§ WHAT YOU WILL DO
Rewrite the rows below, swapping every "rear" for "back" and keeping everything else the same. Leave out the pictures.

START

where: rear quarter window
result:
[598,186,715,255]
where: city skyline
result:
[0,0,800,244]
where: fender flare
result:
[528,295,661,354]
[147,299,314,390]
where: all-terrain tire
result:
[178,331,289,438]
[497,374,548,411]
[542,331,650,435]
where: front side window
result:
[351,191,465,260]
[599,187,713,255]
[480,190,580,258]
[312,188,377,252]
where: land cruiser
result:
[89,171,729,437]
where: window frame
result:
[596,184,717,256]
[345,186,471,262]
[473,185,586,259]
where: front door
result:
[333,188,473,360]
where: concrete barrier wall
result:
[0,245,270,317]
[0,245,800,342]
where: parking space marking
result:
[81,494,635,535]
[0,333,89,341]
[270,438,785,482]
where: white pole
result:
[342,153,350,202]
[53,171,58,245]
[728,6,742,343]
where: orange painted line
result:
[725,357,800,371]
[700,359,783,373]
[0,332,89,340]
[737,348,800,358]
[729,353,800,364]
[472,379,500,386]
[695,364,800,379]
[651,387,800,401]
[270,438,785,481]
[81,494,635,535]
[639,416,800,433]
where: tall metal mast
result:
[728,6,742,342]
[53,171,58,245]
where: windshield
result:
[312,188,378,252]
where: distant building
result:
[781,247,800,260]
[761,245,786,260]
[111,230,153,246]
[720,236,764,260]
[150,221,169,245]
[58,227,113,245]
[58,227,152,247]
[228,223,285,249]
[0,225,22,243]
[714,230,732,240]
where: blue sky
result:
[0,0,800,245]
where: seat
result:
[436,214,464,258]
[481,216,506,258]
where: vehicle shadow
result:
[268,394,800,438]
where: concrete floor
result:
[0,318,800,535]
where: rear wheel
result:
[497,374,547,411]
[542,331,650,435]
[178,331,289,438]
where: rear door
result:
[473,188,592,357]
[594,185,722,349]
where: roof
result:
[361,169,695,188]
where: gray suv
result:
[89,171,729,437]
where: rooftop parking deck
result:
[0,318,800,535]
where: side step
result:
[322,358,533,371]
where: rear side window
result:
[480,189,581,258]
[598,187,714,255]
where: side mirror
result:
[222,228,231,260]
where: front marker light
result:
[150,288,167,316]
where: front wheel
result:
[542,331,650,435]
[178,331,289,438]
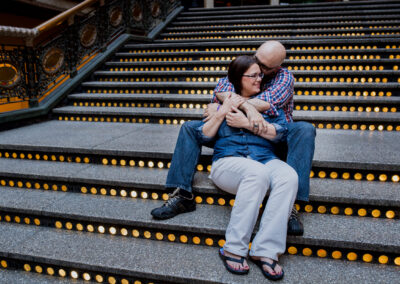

END

§ THE COMPLETED TASK
where: back quarter window
result:
[598,186,715,255]
where: city skyline
result:
[0,0,800,244]
where: fender flare
result:
[528,295,661,354]
[147,299,314,390]
where: all-terrain tire
result:
[178,331,289,438]
[497,374,548,411]
[542,331,650,435]
where: front side window
result:
[351,191,465,260]
[599,187,713,255]
[480,190,580,258]
[312,188,377,252]
where: land cruiser
result:
[89,171,729,437]
where: window frame
result:
[596,184,717,256]
[345,186,471,262]
[473,185,586,259]
where: front door
result:
[333,188,473,360]
where: concrete barrier wall
result:
[0,245,270,317]
[0,245,800,342]
where: parking space marking
result:
[81,494,635,535]
[0,333,89,341]
[270,438,785,482]
where: white pole
result:
[342,153,350,202]
[53,171,58,245]
[728,6,742,343]
where: orange painted line
result:
[725,357,800,371]
[700,359,783,373]
[0,332,89,340]
[737,348,800,358]
[729,353,800,364]
[472,379,500,386]
[695,364,800,379]
[651,387,800,401]
[270,438,785,481]
[81,494,635,535]
[639,416,800,433]
where: tall metal mast
result:
[728,6,742,342]
[53,171,58,245]
where: windshield
result:
[312,188,378,252]
where: distant building
result:
[781,247,800,260]
[761,245,786,260]
[111,230,153,246]
[720,236,764,260]
[150,221,169,245]
[58,227,113,245]
[58,227,152,247]
[228,223,285,249]
[0,225,22,243]
[714,230,732,240]
where: blue sky
result:
[0,0,800,245]
where: seat
result:
[436,214,464,258]
[481,216,506,258]
where: vehicle shadow
result:
[268,394,800,438]
where: concrete floor
result:
[0,318,800,535]
where: back wheel
result:
[497,374,547,411]
[542,331,650,435]
[178,331,289,438]
where: back door
result:
[473,188,592,357]
[594,185,722,349]
where: roof
result:
[361,169,695,188]
where: gray suv
result:
[89,171,729,437]
where: rooftop parking deck
result:
[0,318,800,535]
where: side step
result:
[322,358,533,371]
where: back side window
result:
[480,189,581,258]
[598,187,714,255]
where: side mirror
result:
[222,228,231,260]
where: front marker light
result:
[150,288,167,316]
where: front wheel
result:
[542,331,650,435]
[178,331,289,438]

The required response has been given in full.